• _ASSIGNMENT_: Search the data below for the string "countertop". Extract every line that contains it.

• _Image point grounding data_:

....

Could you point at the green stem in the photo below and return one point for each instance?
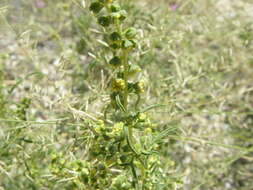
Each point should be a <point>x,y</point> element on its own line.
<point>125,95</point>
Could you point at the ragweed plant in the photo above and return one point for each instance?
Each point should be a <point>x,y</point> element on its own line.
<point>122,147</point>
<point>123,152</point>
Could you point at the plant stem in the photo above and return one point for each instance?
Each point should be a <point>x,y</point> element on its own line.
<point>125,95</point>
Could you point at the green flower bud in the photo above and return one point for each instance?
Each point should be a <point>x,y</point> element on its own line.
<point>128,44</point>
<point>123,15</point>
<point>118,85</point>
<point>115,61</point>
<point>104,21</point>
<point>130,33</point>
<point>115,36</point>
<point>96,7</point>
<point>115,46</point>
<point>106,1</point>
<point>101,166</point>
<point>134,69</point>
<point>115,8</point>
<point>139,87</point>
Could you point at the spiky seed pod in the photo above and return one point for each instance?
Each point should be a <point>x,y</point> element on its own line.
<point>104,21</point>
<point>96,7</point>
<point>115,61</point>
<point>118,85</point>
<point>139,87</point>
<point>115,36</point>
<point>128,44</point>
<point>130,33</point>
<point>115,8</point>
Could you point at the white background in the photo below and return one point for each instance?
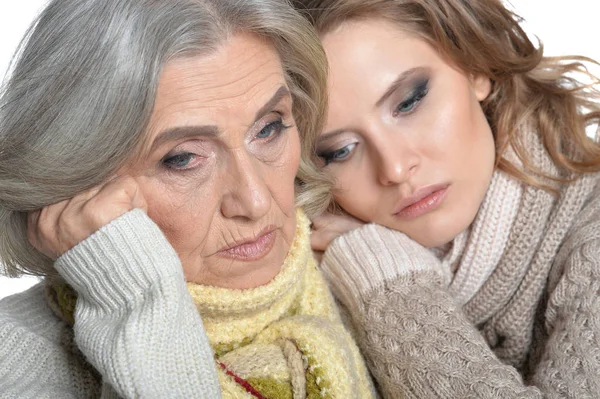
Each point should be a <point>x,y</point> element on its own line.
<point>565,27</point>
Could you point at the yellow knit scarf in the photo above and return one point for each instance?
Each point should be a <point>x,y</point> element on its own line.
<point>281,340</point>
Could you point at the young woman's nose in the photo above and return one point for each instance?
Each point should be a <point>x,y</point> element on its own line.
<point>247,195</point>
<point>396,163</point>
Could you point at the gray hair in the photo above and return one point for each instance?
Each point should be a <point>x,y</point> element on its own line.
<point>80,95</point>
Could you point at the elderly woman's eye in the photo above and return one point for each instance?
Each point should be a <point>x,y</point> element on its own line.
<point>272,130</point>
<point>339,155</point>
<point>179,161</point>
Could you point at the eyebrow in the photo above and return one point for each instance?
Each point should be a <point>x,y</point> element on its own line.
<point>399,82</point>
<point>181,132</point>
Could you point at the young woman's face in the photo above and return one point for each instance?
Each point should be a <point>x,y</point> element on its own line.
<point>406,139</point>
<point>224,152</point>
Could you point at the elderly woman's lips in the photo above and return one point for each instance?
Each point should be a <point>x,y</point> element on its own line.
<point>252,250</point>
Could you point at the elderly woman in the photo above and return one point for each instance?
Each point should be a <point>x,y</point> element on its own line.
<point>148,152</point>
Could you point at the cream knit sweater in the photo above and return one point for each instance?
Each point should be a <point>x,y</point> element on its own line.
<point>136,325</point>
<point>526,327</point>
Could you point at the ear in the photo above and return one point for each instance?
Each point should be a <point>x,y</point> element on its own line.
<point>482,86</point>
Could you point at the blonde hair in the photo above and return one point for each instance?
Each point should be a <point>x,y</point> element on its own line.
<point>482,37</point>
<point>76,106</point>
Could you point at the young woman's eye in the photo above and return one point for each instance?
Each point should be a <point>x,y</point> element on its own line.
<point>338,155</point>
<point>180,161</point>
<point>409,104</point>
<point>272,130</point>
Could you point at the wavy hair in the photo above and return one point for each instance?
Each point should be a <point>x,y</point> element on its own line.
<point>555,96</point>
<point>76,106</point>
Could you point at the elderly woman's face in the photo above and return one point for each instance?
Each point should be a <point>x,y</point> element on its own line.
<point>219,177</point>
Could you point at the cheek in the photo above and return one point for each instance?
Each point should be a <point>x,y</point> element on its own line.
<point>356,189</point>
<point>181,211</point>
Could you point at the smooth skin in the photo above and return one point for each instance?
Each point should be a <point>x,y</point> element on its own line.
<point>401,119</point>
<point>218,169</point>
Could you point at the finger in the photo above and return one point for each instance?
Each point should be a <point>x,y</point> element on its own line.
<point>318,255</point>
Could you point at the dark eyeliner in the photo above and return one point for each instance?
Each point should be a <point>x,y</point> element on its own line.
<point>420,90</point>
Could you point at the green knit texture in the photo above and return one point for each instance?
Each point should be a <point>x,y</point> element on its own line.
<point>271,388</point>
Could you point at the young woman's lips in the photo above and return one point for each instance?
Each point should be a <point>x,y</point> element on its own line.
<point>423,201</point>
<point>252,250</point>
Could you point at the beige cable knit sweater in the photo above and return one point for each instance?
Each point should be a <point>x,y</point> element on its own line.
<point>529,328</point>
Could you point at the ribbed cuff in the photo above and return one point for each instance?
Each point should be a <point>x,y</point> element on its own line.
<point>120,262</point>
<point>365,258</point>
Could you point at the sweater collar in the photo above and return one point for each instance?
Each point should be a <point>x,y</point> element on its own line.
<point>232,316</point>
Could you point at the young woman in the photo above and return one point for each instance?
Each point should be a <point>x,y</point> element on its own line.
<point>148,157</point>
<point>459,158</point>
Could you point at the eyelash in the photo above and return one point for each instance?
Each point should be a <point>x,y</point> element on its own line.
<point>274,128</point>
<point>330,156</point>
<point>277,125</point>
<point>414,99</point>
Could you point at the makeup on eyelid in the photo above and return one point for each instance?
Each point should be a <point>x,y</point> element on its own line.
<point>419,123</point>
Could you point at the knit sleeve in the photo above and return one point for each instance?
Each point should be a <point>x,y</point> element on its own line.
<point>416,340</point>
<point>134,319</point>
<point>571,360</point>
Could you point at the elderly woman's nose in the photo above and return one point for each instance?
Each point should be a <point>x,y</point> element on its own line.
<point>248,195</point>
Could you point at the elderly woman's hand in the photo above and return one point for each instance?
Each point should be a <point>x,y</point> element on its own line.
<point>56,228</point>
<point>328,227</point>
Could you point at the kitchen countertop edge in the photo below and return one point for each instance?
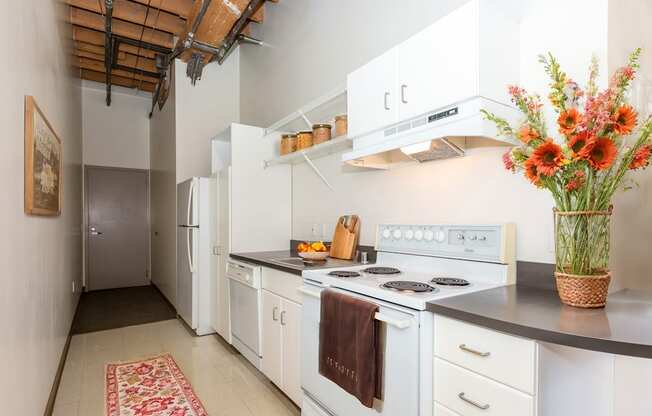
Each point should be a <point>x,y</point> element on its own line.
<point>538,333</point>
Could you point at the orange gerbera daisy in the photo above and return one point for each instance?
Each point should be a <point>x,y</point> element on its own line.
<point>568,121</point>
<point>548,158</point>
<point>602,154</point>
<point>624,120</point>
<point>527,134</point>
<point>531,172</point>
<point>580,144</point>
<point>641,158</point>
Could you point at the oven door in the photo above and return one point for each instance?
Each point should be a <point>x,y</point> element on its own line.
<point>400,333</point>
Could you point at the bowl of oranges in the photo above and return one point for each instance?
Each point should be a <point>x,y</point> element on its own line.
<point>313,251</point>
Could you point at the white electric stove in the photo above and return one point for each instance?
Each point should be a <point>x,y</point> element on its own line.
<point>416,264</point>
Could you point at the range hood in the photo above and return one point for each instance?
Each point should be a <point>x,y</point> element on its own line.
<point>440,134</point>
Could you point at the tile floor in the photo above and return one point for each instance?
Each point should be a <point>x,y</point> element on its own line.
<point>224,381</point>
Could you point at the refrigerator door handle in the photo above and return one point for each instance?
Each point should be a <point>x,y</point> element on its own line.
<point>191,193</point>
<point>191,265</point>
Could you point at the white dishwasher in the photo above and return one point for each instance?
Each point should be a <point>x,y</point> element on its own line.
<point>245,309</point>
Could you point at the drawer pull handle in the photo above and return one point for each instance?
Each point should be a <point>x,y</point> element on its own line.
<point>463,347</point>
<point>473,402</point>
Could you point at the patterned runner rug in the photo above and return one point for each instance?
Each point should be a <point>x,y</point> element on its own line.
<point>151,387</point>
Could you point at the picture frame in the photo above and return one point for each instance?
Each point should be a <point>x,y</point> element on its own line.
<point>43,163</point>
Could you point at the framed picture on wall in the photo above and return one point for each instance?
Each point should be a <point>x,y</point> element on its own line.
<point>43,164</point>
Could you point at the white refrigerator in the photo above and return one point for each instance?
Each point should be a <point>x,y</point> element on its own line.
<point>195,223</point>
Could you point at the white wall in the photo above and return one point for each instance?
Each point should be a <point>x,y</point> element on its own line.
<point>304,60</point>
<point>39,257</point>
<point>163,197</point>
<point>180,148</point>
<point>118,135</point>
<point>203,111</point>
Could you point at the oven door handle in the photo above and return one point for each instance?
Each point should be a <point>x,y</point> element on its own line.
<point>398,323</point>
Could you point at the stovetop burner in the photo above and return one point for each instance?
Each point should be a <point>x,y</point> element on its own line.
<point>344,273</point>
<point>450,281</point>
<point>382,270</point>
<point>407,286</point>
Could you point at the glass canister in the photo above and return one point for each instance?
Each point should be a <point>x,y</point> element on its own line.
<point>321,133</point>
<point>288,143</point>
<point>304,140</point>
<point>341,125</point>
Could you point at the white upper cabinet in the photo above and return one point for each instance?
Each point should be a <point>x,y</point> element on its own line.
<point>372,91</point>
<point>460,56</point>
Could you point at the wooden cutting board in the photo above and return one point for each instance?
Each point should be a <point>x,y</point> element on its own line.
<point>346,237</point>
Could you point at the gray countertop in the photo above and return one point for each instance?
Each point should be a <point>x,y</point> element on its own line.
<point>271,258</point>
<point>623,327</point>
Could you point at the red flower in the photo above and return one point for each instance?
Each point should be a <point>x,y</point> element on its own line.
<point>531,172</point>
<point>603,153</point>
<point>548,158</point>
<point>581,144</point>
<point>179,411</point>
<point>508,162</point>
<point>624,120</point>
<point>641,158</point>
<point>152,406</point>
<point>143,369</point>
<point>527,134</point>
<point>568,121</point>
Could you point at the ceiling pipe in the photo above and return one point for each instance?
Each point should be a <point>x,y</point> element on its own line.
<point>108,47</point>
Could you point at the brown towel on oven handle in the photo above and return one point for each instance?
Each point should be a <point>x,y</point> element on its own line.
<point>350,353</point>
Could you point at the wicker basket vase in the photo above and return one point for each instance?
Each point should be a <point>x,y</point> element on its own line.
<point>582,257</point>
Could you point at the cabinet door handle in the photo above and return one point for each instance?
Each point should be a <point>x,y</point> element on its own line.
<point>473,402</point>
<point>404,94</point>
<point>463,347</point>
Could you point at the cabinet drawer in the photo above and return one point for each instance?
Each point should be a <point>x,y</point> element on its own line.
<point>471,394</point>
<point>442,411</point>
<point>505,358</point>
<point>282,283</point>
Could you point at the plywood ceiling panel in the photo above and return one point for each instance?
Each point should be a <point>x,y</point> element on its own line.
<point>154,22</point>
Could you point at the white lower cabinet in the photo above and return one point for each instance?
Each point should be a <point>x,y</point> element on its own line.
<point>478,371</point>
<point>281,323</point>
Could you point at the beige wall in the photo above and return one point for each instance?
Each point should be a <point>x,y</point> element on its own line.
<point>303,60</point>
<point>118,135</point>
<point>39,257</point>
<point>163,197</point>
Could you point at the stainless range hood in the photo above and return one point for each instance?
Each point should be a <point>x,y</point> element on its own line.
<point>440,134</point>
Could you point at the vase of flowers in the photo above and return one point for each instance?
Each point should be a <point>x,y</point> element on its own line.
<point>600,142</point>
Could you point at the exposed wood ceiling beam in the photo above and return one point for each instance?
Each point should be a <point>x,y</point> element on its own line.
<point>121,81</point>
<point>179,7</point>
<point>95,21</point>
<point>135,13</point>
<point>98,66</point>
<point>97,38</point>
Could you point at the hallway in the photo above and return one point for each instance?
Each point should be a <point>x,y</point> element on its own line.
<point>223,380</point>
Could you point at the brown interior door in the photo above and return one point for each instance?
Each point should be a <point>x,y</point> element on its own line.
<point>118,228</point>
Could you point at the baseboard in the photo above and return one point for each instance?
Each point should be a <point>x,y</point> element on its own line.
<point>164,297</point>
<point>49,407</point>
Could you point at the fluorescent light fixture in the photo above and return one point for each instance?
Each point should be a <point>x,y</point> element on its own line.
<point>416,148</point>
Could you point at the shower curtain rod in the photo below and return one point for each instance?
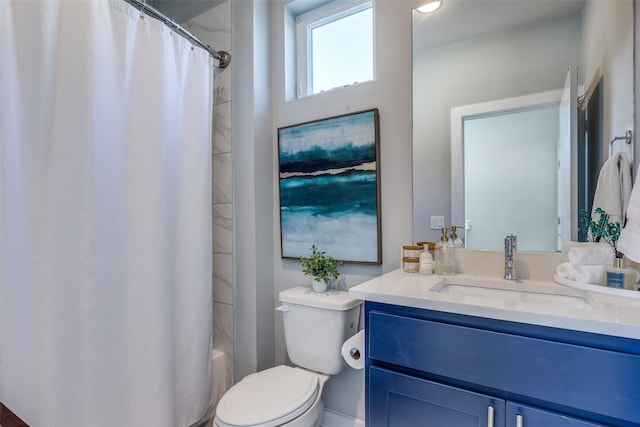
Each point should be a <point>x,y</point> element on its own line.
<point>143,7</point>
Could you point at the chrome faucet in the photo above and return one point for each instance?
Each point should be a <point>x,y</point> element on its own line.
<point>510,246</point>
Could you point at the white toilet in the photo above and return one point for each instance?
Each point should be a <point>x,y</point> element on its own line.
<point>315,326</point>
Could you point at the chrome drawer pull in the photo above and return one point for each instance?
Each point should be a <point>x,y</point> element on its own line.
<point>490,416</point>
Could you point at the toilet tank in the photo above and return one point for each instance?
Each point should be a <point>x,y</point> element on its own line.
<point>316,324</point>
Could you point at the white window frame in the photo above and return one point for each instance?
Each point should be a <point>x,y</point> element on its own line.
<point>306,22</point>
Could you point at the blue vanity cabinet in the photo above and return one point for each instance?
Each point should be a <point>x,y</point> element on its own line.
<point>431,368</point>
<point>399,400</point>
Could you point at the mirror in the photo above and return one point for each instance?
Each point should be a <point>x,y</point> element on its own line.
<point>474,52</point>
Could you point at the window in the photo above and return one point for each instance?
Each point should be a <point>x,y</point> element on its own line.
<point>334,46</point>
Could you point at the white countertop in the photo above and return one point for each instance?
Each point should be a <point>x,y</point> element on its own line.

....

• _COMPLETED EXERCISE_:
Could you point at the kitchen countertop edge in the photo below and return one point for each instance?
Could you point at the gray countertop in the photo above and return one point for each instance?
Could you point at the white countertop in the photo above and return one point for each instance?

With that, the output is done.